**SELECTED PASSAGE**
__________
I think Tom Moran's videos are also pretty good.
https://m.youtube.com/user/Bigpappawap

Reactions: Like 1 | Agree 9


----------



## gobey (Jul 31, 2016)

EulersK said:


> B. emilia - one of the most beautiful species out there. Good choice
> 
> I finally got the camera and microphone skills down. My early videos are pretty rough around the edges, but the latest one is finally looking decent. I'm in the process of editing the next one right now!


Yes that's my favorite Brachypelma. Not that I have had many other than a lot of albopilosums and this surprise vagans. But looks alone and research done I wanted an emilia above all others.

It is literally top of my wishlist... 

The only others really left are P. muticus... And then P. subfuscas.

I however want to raise my 2 P. regalis' to adulthood first and maybe even let them live their lifespans out before getting more pokies. I want to kind of chill out on getting more OW species. I have enough. And I'm trying to limit the collection to around a dozen anyway. I'm rather busy. Not that they take up much time or space. But I like the number I have. I had 16 at one point and that was starting to get to be more of a task then just relaxation. Although most were tiny slings.

Thanks for the recommendations!!!!


----------



## EulersK (Jul 31, 2016)

gobey said:


> Yes that's my favorite Brachypelma. Not that I have had many other than a lot of albopilosums and this surprise vagans. But looks alone and research done I wanted an emilia above all others.
> 
> It is literally top of my wishlist...
> 
> ...


My AF B. emilia literally takes less maintenance than my houseplants. I'm not exaggerating at all. These spiders are the definition of a pet rock, which is a reason I love them!

Yeah, slings are _way_ more work than adults. I'm not looking forward to dealing with my (possible) two sacs...

Reactions: Like 1


----------



## Abyss (Jul 31, 2016)

EulersK said:


> My AF B. emilia literally takes less maintenance than my houseplants. I'm not exaggerating at all. These spiders are the definition of a pet rock, which is a reason I love them!
> 
> Yeah, slings are _way_ more work than adults. I'm not looking forward to dealing with my (possible) two sacs...


Well you can always just mail a few B. emilia slings my way if it becomes too troublesome for ya lol

Reactions: Like 2 | Agree 1 | Funny 1


----------



## viper69 (Jul 31, 2016)

gobey said:


> misinfortmative... That's not a word is it?
__________
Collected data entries
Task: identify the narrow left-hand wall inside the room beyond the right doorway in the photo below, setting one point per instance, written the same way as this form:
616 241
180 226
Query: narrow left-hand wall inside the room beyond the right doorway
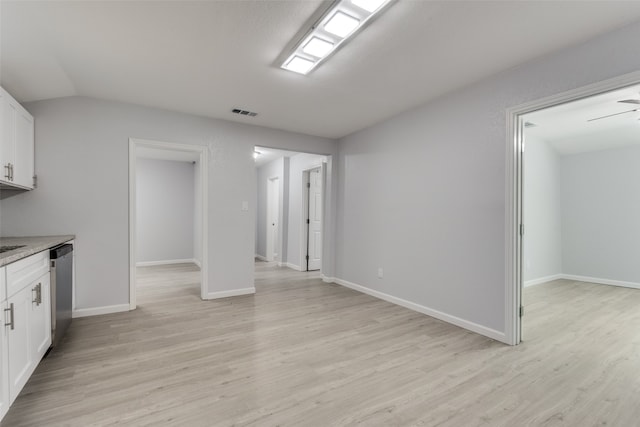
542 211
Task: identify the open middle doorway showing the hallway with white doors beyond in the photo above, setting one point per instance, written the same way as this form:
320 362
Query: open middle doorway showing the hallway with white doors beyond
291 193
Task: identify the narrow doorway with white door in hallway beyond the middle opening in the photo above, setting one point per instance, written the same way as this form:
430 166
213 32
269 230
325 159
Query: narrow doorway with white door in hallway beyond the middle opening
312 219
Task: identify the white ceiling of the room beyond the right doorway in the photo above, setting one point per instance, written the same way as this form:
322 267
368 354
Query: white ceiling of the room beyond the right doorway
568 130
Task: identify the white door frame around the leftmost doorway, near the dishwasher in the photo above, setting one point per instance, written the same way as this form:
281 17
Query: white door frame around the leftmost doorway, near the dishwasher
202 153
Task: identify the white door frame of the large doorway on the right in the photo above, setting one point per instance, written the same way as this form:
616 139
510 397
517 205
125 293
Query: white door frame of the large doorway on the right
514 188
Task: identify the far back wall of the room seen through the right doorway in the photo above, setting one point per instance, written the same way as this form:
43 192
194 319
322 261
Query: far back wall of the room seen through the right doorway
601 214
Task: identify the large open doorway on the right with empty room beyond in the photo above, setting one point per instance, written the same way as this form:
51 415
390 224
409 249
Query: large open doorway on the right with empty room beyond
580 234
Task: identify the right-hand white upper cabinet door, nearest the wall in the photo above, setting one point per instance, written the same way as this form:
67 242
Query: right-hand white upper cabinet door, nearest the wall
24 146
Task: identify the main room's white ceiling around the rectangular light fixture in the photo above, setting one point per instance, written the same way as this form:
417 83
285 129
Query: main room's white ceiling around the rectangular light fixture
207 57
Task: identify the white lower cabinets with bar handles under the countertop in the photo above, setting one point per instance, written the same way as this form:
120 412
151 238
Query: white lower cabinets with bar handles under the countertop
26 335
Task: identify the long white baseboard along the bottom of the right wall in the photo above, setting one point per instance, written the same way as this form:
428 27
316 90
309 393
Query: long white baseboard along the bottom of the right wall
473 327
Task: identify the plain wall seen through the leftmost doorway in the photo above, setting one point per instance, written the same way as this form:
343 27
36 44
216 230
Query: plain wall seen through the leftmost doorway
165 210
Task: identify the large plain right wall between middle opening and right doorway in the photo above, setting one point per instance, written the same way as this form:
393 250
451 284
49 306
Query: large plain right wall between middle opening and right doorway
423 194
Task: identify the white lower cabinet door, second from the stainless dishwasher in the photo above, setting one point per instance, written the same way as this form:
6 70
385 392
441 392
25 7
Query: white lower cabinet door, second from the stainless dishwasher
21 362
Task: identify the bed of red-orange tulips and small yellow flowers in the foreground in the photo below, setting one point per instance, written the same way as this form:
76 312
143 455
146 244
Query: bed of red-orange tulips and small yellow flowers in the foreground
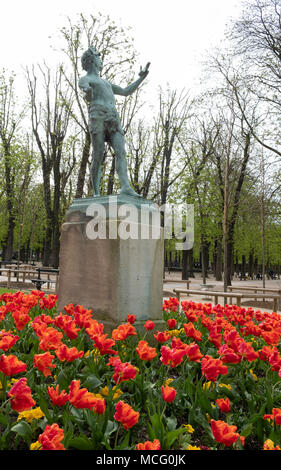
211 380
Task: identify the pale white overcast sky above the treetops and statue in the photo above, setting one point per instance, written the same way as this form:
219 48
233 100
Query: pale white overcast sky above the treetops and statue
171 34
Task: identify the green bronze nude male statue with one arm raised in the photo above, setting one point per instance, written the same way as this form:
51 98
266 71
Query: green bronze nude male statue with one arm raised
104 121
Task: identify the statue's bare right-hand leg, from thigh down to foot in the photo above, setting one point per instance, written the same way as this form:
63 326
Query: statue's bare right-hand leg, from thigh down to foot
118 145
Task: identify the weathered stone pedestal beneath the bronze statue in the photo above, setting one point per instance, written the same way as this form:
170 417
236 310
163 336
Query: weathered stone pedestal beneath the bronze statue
__________
**WORK INSTRUCTION 1**
Answer these questions using the forum thread.
(a) How many tarantulas did gobey have at one point?
(b) What does EulersK say the adult female B. emilia takes less maintenance than?
(c) What does Abyss suggest EulersK could mail to him?
**WORK INSTRUCTION 2**
Update the part of the forum thread that begins at the words "The only others" and stops after "for the recommendations!!!!", changing "slings" to "spiderlings".
The entries have no role in this work.

**WRITTEN REPLY 1**
(a) 16
(b) EulersK's houseplants
(c) A few B. emilia slings

**WRITTEN REPLY 2**
The only others really left are P. muticus... And then P. subfuscas.

I however want to raise my 2 P. regalis' to adulthood first and maybe even let them live their lifespans out before getting more pokies. I want to kind of chill out on getting more OW species. I have enough. And I'm trying to limit the collection to around a dozen anyway. I'm rather busy. Not that they take up much time or space. But I like the number I have. I had 16 at one point and that was starting to get to be more of a task then just relaxation. Although most were tiny spiderlings.

Thanks for the recommendations!!!!